## WORK TO BE COMPLETED
Reproduce the part of the planet-discovery article below that runs from "The discovery team" up to and including "Institute of Technology.", word for word.

## TEXT EXTRACT
◆ ◆ ◆ ◆ ◆
Periodic Dimming Of Bright Starlight Reveals Distant Planet

Periodic dimming of bright starlight reveals distant planet. Credit: David A. Aguilar, Harvard-Smithsonian Center for Astrophysics

Using a network of small telescopes and the “transit method” of detection, scientists have made their first direct discovery of a planet orbiting a bright star. A periodic dimming of light from a bright star 500 light-years away revealed the planet’s presence. The star’s intense light will allow scientists to explore the chemical makeup of the planet’s atmosphere in future observations. A paper on the recent discovery will appear on-line today in The Astrophysical Journal Letters.


“This effort further develops the ’transit method’ and lays the groundwork for more research into the composition of the atmospheres surrounding planets outside our solar system,” said Cliff Jacobs, program director in NSF’s division of atmospheric sciences, which funded the discovery. The research is co-funded by NASA. “In this age of mega-astronomical observing tools, it’s amazing that this discovery resulted from modest observing instruments.”

This is the first extrasolar planet discovery made by a dedicated survey of thousands of relatively bright stars in large regions of the sky. It is also the first using the Trans-Atlantic Exoplanet Survey (TrES, pronounced “trace”), a network of small, relatively inexpensive telescopes designed to look specifically for planets orbiting bright stars. The telescopes make use of the transit technique, in which scientists analyze the shadow cast by a planet as it passes between its star and Earth.

The discovery team includes scientists from the Astrophysical Institute of the Canaries (IAC), National Center for Atmospheric Research (NCAR), Harvard-Smithsonian Center for Astrophysics (CfA), Lowell Observatory, and California Institute of Technology.
◆ ◆ ◆ ◆ ◆
## AVAILABLE DATA
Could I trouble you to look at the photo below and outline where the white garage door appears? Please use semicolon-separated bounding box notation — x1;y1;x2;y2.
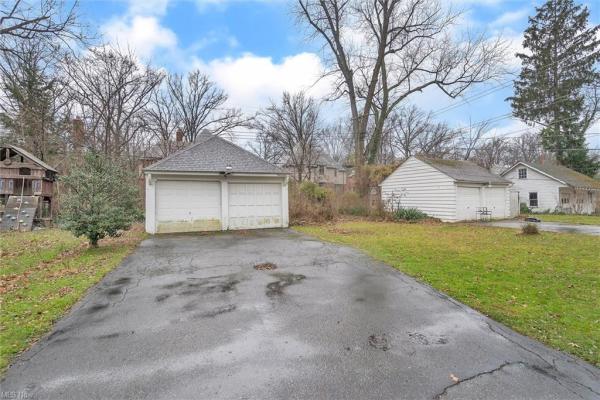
◆ ◆ ◆ ◆ ◆
## REPLY TO THE TASK
The discovery team includes scientists from the Astrophysical Institute of the Canaries (IAC), National Center for Atmospheric Research (NCAR), Harvard-Smithsonian Center for Astrophysics (CfA), Lowell Observatory, and California Institute of Technology.